DIE AUFGABE :: Schreiben Sie aus dem Text über die Wahlkreisergebnisse der Landtagswahl 2019 den Abschnitt von „FDP    6,7%“ bis einschließlich „Thomas Kemmerich.“ wortgetreu ab.

AUSGEWÄHLTER TEXT ::

▬▬▬▬▬▬▬▬▬▬

Andere Positionierungen insinuieren nunmehr, ich sei gar nicht gewählt worden. Diese Annahme ist leichter zu widerlegen als man glaubt, wenn man bereit ist, sich einmal die Wahlergebnisse der Direktwahlkreise bei der letzten Landtagswahl im Jahr 2019 anzuschauen. Hier die Ergebnisse der beiden Wahlkreise mit den höchsten Ergebnissen für den jeweils direkt Gewählten:

 

Wahlkreis

 

001 Eichsfeld 1

 

Landesstimmen:

 

CDU 40,7%

 

AfD  21,9%

 

direkt gewählt:

Dr. Thadäus König (CDU) 49,0%

Björn Höcke      (AfD)  21,4%

 

Nichtgewählter Kandidat u.a.

Björn Höcke

 

Wahlkreis 26 Erfurt 3

 

Landesstimmen:

 

Linke 30,2%

 

AfD    14,3%

 

FDP    6,7%

direkt gewählt:

Bodo Ramelow (Linke)      42,1%

Thomas Kemmerich (FDP) 7,0%

Marek Erfurth (AfD)           14,0%

Nichtgewählter Kandidat u.a.

Thomas Kemmerich.

Halten wir also zur letzten Landtagswahl fest: die zwei mit Abstand höchsten Wahlkreisergebnisse haben Herr Dr. Thadäus König mit 49% Zustimmung und meine Person mit 42,1% erzielen können. Das nennt man ein überzeugendes Wählervotum. In den beiden Wahlkreisen konnten die Personen, die später meine Funktion als Ministerpräsident übernehmen wollten, jedenfalls persönlich nur sehr unterdurchschnittliches Vertrauen bei den Bürgern aufbauen. Herr Höcke bekam mit 21,4% nicht einmal so viel Vertrauen, wie es seine eigene Partei im gleichen Wahlkreis zugesprochen bekam. Herr Kemmerich konnte mit 0,3% seine Partei im Wahlkreis zwar übertrumpfen, aber in den Landtag zog die FDP lediglich mit 73 Stimmen über der 5%-Sperrklausel ein –  also haarscharf (5,0066%) und das auch erst beim erneuten Nachzählen. Mein Wahlkreisergebnis lag immerhin 11,9% über dem Ergebnis meiner Landespartei. Ich nenne das einen deutlichen Vertrauensbeweis durch den Souverän, nämlich die Wählerschaft.

▬▬▬▬▬▬▬▬▬▬

ERFASSTE DATEN ::
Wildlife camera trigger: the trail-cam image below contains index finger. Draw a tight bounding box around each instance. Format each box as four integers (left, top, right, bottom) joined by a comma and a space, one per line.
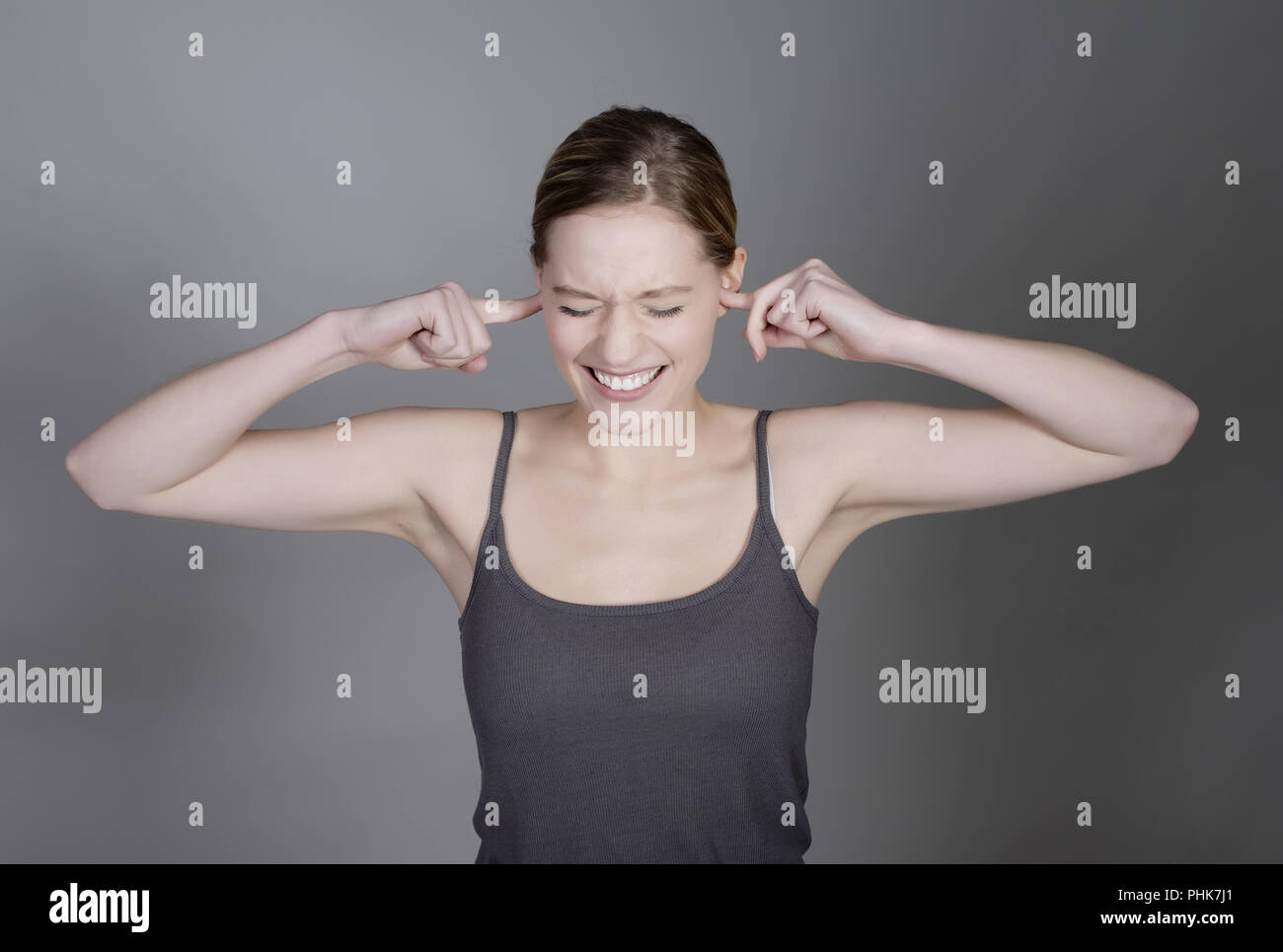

▬▬▬▬▬▬▬▬▬▬

ERLEDIGTE AUFGABE ::
FDP    6,7%

direkt gewählt:

Bodo Ramelow (Linke)      42,1%

Thomas Kemmerich (FDP) 7,0%

Marek Erfurth (AfD)           14,0%

Nichtgewählter Kandidat u.a.

Thomas Kemmerich.